[start Reading passage]

Manchester International Festival 2015: Official programme announced

Polly Checkland Harding

Björk, FKA Twigs, Gerhard Richter, Douglas Gordon and Maxine Peake have all been announced for MIF15 – we preview this internationally inventive festival.

The official programme of Manchester International Festival 2015 was announced this afternoon at Old Granada Studios. Outgoing artistic director Alex Poots introduced a host of new commissions for 2015, in addition to the four projects that have already been announced, which include Damon Albarn’s wonder.land. So, in the order they were introduced, here’s the visual art, music, theatre, technological and hybrid events coming to the city this July.

First, a project that was conceived by Poots and Hans-Ulrich Obrist of the Serpentine Gallery over the span of a flight, but has since taken several years to bring to pass: internationally-renowned artist Gerhard Richter, and Arvo Pärt, the most performed living composer in the world, will be producing work inspired by and dedicated to each other. Five new paintings by Richter will be unveiled in the Whitworth, while Pärt’s Drei Hirtenkinder aus Fátima will be performed live by celebrated choir Vox Clamantis every 20 minutes in the space.

A seven day residency by FKA Twigs at Old Granada Studios

Next, Turner Prize-winning artist Douglas Gordon came on stage to kiss Poots lengthily on the lips before announcing Neck of the Woods at HOME, a portrait of the wolf created through music by pianist Hélène Grimaud and performance by Charlotte Rampling, with a visual world designed by Gordon himself and a soundscape performed by MIF13 artists Sacred Sounds Women’s Choir. “It’s very important what’s happening in Manchester,” said Gordon, who announced the commission by enacting a phone call with his mother. Gordon was followed by Creative Director of the Young Turks, Molly Hawkins, who unveiled a seven-day residency by FKA Twigs at Old Granada Studios during which she will create seven short films; her announcement drew cheers from the audience.

[end Reading passage]
[start Record excerpts]

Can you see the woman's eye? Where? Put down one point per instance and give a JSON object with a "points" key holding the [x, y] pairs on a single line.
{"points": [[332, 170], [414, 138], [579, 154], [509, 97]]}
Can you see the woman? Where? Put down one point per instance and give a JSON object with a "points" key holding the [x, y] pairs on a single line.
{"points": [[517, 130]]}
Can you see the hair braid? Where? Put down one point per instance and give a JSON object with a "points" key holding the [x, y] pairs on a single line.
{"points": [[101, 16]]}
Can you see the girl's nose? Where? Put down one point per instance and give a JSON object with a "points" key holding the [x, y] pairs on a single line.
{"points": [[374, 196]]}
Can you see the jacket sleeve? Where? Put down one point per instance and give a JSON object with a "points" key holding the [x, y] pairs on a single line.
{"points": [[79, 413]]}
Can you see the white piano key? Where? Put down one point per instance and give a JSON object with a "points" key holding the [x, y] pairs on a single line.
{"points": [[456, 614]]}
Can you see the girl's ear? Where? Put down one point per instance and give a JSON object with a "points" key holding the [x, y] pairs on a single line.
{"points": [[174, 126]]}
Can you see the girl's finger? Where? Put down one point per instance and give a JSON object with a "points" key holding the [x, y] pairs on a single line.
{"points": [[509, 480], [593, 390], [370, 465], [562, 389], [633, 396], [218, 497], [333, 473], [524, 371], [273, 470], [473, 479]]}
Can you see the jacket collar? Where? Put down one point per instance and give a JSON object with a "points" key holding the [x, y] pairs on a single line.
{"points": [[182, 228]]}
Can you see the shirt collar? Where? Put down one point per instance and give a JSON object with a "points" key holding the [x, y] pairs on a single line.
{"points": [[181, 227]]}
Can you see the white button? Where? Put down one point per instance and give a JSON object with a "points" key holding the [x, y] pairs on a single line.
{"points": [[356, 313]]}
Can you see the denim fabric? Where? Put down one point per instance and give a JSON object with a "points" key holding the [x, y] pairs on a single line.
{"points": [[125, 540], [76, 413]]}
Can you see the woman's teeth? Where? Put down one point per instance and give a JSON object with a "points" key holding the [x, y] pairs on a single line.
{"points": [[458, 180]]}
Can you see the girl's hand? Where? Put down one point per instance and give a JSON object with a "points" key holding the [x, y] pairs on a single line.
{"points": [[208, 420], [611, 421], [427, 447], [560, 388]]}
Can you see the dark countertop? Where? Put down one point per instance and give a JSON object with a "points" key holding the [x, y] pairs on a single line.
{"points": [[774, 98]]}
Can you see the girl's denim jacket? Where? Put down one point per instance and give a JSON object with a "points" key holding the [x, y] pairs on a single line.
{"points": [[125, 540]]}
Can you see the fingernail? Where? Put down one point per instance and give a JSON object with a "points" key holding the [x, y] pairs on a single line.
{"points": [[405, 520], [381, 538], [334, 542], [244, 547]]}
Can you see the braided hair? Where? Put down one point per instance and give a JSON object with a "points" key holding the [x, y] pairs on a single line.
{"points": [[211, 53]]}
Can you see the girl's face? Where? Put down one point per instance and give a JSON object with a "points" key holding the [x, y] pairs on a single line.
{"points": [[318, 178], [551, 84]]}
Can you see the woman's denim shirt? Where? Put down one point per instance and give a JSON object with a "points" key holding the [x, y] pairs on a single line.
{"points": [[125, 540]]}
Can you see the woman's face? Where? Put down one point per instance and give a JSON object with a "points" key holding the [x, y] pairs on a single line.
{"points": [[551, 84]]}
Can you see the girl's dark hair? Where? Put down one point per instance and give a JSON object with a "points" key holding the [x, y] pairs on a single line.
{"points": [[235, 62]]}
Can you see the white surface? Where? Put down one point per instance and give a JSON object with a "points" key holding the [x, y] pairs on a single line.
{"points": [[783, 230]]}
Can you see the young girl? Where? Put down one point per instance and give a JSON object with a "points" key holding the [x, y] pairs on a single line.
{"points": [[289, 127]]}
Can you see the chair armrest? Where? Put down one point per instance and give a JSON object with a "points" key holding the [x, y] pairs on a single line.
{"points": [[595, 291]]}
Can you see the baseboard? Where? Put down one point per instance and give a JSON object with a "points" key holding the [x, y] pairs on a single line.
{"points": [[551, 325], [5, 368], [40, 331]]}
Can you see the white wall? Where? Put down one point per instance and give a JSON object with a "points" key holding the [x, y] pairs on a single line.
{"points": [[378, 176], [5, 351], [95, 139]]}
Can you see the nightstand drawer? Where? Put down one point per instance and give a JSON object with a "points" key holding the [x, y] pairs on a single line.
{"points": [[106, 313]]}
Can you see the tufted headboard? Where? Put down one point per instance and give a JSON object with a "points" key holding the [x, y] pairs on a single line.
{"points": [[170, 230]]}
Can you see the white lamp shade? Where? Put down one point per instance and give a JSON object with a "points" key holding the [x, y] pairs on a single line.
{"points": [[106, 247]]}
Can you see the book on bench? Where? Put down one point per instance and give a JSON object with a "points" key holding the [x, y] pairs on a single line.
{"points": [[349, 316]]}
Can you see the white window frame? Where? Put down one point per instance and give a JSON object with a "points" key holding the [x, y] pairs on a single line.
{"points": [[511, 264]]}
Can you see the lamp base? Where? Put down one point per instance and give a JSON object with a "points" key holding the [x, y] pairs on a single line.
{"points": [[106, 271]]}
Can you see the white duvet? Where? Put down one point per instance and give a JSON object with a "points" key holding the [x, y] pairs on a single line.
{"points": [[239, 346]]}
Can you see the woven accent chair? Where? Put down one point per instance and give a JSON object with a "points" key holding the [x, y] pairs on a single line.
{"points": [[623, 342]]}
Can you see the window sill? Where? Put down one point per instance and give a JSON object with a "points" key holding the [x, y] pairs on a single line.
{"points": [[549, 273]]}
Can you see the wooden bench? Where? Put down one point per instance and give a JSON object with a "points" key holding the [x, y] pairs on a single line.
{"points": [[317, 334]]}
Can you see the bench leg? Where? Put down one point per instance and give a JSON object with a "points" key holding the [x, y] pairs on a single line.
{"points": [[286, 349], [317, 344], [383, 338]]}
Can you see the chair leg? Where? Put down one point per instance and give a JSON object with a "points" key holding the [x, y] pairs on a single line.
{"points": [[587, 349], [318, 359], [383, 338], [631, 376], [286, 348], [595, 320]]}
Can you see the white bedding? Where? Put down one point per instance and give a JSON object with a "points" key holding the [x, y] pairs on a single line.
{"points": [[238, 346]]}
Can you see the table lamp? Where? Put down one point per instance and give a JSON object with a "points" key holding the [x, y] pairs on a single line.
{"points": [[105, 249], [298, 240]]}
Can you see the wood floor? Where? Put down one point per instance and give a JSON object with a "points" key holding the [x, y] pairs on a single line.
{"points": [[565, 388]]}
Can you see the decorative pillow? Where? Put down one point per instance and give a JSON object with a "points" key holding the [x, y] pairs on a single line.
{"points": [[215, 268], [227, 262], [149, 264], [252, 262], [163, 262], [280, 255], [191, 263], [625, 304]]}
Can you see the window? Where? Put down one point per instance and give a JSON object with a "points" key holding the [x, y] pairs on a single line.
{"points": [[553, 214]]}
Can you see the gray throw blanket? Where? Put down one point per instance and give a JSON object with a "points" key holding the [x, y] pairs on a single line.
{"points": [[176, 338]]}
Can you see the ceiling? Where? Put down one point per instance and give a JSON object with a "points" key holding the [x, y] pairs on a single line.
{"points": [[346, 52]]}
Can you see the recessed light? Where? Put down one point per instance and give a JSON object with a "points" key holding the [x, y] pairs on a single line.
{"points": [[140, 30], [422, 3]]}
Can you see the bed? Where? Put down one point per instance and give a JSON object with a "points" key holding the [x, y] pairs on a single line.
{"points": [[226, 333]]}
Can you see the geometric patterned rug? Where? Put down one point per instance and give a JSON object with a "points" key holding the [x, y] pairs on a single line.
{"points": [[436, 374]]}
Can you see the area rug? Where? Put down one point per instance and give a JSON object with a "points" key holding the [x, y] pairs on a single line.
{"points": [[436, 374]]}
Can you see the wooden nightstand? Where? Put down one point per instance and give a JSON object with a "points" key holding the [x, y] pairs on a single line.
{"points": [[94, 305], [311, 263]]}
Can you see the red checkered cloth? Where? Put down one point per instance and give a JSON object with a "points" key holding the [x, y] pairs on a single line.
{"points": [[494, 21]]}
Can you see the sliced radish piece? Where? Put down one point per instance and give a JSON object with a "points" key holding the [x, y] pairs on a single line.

[end Record excerpts]

▸ Aim of the task
Retype everything in the festival article from "First, a project" down to "in the space.", with no changes to the original wording.

▸ Solution
First, a project that was conceived by Poots and Hans-Ulrich Obrist of the Serpentine Gallery over the span of a flight, but has since taken several years to bring to pass: internationally-renowned artist Gerhard Richter, and Arvo Pärt, the most performed living composer in the world, will be producing work inspired by and dedicated to each other. Five new paintings by Richter will be unveiled in the Whitworth, while Pärt’s Drei Hirtenkinder aus Fátima will be performed live by celebrated choir Vox Clamantis every 20 minutes in the space.